- **Data extract**
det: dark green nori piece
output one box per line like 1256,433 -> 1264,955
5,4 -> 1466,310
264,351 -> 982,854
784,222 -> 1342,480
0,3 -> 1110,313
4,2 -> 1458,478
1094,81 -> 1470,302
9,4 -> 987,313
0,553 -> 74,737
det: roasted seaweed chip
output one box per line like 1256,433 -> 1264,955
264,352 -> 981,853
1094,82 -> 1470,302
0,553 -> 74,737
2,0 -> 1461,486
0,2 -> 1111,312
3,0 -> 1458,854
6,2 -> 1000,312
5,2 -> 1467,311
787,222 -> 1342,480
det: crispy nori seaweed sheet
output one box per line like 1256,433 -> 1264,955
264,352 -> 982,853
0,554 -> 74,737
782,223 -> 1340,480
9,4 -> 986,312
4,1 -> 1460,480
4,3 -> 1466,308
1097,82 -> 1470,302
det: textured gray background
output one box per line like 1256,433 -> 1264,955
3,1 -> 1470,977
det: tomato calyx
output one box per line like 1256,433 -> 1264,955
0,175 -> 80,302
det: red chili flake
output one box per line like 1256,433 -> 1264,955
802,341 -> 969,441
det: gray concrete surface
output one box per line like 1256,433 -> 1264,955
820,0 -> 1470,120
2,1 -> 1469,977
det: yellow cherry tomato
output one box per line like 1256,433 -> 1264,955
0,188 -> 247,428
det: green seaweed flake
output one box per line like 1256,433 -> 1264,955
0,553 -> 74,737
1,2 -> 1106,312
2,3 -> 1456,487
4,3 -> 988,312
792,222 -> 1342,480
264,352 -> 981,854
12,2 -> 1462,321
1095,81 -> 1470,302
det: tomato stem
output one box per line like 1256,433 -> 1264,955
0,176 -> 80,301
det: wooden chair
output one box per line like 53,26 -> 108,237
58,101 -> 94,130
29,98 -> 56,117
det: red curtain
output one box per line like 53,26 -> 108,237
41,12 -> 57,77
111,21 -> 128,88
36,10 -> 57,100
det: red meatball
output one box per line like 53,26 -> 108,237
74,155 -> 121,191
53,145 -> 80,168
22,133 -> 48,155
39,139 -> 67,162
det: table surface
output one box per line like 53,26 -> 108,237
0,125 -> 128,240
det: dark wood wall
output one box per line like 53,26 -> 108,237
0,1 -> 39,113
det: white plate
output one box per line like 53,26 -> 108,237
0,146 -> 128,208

- **Exercise objective**
How many lines in the data above hold the word "seaweed"? Answer with the number alone.

- **Finished exercise**
3